* _Request_: Convert everything from the first line of the records down through the line containing "point(898, 654)", both included, into a numbered list, leaving out any blank lines.

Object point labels
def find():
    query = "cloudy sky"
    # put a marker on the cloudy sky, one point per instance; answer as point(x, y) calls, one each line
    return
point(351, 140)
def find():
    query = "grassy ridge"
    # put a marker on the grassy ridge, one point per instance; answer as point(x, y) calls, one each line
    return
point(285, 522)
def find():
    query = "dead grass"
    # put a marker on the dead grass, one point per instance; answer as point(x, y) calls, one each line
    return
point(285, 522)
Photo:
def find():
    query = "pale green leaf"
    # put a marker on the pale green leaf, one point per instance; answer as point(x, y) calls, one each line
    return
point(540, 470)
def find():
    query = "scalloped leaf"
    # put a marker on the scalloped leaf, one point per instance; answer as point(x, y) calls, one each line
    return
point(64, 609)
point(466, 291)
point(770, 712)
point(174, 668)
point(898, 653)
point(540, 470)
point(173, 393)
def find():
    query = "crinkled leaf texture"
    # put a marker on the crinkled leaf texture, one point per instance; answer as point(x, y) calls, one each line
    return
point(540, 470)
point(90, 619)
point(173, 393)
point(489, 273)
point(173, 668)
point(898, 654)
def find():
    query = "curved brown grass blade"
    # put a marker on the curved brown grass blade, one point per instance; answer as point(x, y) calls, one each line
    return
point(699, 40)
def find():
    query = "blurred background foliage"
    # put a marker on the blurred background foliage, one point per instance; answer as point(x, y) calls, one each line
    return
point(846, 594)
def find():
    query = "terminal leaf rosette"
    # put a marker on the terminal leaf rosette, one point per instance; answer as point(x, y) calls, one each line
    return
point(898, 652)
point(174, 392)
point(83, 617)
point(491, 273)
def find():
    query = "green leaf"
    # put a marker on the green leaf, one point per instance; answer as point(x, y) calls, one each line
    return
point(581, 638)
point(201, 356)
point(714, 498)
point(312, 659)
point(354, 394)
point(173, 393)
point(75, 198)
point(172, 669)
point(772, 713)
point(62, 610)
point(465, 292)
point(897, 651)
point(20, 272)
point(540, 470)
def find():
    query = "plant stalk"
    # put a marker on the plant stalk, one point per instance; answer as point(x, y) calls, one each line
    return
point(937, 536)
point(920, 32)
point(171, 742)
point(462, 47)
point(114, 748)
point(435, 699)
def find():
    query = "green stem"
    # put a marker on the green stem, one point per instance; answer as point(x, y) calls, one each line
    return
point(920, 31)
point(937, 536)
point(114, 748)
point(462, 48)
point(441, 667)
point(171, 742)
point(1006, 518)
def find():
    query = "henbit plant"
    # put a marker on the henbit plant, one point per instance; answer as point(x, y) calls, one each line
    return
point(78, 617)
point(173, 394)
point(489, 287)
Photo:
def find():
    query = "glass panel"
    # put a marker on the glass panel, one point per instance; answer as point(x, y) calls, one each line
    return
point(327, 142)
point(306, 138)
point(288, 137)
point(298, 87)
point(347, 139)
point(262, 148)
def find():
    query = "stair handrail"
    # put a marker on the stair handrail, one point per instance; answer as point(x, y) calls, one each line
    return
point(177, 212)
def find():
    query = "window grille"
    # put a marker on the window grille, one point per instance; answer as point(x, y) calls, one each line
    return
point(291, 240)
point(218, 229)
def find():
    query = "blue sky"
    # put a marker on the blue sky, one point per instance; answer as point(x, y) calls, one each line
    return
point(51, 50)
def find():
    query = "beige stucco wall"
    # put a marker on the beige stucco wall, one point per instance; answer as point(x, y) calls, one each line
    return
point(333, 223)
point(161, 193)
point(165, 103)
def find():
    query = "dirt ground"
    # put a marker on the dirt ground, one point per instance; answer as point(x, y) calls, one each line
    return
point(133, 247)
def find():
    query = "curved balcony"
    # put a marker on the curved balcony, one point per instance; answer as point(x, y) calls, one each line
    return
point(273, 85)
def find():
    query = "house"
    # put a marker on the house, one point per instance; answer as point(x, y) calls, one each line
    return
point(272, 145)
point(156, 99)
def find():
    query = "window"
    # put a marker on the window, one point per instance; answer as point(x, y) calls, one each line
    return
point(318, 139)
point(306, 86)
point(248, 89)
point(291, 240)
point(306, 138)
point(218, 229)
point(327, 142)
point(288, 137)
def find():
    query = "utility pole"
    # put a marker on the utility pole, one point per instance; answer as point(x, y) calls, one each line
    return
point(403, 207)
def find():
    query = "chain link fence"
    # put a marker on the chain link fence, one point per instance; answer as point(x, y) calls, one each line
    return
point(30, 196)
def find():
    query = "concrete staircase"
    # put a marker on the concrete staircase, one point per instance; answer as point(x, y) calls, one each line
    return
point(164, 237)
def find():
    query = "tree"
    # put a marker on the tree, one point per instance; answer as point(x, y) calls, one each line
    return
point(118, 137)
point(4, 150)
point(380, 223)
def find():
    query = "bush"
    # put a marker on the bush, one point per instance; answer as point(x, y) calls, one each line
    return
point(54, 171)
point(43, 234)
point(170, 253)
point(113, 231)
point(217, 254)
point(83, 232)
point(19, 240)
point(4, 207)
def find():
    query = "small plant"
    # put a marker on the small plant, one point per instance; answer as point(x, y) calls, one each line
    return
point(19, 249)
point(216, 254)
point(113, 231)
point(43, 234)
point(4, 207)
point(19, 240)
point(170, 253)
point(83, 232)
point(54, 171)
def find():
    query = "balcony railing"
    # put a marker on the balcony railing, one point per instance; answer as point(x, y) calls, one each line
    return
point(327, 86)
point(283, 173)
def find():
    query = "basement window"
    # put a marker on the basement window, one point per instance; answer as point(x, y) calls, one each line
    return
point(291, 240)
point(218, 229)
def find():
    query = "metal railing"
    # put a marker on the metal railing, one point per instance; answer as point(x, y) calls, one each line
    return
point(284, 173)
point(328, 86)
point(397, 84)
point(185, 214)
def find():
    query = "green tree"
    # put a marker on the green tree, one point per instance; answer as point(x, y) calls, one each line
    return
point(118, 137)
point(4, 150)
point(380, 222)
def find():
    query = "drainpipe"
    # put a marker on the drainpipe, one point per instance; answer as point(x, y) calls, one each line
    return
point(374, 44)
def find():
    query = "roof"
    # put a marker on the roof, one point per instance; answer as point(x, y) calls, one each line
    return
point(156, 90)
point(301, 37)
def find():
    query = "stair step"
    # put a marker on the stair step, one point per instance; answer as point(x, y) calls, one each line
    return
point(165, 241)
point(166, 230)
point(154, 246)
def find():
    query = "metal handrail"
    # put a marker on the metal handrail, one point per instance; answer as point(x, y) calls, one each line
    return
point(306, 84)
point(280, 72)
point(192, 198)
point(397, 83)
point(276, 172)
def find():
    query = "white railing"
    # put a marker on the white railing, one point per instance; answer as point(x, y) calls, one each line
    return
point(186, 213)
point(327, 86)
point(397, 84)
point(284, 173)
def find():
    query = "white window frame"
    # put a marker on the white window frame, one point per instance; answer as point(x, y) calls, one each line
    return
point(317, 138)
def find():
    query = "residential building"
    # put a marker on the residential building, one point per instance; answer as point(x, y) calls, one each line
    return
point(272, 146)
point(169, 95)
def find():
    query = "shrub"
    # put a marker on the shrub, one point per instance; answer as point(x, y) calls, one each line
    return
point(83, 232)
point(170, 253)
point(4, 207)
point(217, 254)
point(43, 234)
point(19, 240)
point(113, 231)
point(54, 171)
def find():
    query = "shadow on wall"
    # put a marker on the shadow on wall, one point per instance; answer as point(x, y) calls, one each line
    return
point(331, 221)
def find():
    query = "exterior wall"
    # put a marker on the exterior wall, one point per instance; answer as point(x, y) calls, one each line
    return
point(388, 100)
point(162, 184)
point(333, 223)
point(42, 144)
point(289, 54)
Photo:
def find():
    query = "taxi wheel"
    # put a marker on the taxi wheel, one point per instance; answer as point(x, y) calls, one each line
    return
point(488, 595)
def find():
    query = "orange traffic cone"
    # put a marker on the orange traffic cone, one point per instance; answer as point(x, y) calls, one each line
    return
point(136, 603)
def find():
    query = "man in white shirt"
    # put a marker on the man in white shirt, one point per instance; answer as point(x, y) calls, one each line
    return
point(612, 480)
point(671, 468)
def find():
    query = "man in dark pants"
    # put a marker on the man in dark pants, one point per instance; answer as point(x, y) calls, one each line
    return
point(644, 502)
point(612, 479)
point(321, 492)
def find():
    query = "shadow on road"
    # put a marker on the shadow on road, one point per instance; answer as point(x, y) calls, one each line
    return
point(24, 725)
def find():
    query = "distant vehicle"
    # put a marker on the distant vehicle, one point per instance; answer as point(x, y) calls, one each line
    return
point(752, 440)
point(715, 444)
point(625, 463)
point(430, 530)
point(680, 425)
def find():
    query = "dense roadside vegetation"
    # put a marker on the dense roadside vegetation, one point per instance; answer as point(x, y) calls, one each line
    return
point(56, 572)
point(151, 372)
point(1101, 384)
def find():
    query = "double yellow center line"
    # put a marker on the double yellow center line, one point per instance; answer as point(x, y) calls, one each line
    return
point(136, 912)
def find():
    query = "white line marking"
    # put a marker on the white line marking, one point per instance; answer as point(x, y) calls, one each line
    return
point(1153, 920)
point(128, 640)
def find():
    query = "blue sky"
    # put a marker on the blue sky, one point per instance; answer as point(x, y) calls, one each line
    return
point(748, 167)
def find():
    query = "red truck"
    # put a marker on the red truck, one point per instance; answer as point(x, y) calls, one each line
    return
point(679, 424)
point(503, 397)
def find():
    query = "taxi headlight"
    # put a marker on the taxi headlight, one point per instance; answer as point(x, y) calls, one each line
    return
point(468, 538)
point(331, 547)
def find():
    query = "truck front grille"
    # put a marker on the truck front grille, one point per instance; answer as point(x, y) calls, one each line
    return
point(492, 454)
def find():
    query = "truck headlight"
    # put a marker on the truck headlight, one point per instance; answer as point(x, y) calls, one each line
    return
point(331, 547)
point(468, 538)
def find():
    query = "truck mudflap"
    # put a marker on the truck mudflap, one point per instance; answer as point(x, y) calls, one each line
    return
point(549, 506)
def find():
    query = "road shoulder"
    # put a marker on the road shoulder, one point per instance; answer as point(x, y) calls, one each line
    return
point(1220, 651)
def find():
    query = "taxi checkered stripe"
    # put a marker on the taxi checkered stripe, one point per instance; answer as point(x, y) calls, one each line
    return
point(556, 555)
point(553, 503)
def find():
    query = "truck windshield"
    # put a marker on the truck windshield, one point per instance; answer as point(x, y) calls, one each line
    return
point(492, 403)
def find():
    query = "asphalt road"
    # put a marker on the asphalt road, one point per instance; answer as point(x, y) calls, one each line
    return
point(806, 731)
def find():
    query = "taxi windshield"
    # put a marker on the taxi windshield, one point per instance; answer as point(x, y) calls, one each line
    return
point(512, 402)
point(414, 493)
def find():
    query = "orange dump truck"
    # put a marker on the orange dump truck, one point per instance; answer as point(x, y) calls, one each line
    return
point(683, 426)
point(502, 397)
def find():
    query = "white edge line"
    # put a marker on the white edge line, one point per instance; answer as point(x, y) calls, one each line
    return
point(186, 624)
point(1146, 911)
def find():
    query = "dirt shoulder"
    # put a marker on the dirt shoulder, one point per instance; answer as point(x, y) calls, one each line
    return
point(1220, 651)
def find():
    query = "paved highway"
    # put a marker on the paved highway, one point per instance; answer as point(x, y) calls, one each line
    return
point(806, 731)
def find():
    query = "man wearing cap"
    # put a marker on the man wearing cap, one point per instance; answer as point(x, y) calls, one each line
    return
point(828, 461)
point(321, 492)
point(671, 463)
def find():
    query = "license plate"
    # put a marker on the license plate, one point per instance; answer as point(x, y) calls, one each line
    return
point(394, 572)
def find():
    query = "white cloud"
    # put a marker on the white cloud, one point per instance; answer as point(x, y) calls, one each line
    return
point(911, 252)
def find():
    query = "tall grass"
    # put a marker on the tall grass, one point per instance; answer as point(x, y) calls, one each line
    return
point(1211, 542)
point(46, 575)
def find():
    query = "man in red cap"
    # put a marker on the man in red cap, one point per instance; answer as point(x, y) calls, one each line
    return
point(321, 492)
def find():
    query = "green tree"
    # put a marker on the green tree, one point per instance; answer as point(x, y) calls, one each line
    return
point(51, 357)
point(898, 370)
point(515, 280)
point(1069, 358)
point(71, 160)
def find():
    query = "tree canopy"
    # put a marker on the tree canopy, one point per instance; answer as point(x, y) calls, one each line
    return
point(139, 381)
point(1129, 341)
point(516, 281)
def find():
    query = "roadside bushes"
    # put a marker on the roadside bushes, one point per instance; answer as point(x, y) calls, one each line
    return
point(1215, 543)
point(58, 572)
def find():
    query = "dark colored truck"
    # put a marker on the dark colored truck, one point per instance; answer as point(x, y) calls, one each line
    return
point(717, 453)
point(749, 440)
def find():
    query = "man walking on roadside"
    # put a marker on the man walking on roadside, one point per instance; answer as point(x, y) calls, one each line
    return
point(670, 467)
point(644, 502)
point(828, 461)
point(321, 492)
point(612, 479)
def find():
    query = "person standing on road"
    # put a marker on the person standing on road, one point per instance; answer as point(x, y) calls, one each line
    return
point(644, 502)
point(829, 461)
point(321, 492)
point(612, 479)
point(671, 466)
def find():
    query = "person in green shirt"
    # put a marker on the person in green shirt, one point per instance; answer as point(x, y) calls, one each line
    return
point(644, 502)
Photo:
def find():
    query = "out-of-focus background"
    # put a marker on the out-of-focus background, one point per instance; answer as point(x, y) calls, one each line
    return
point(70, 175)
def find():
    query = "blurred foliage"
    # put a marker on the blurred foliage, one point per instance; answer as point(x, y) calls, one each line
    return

* _Response to this exercise_:
1. def find():
2.     query = "cloudy sky"
3.     # put a marker on the cloudy sky, one point per instance; answer as point(x, y) calls, one each line
4.     return
5. point(351, 140)
6. def find():
7.     query = "grassy ridge"
8.     # put a marker on the grassy ridge, one point per instance; answer as point(x, y) calls, one each line
9.     return
10. point(285, 522)
11. def find():
12.     query = "dead grass"
13.     # put a marker on the dead grass, one point per instance; answer as point(x, y) calls, one each line
14.     return
15. point(285, 522)
16. Photo:
17. def find():
18.     query = "pale green leaf"
19.     # put a marker on the pale green leaf, one point per instance; answer as point(x, y) calls, one each line
20.     return
21. point(540, 470)
22. def find():
23.     query = "scalloped leaf"
24.     # put a marker on the scalloped leaf, one point per instance; answer as point(x, y) calls, one each line
25.     return
26. point(64, 609)
27. point(466, 291)
28. point(770, 712)
29. point(174, 668)
30. point(898, 653)
31. point(540, 470)
32. point(173, 393)
33. def find():
34.     query = "crinkled leaf texture"
35.     # put a marker on the crinkled leaf texture, one point per instance; answer as point(x, y) calls, one each line
36.     return
37. point(540, 470)
38. point(90, 619)
39. point(173, 393)
40. point(489, 273)
41. point(173, 668)
42. point(898, 654)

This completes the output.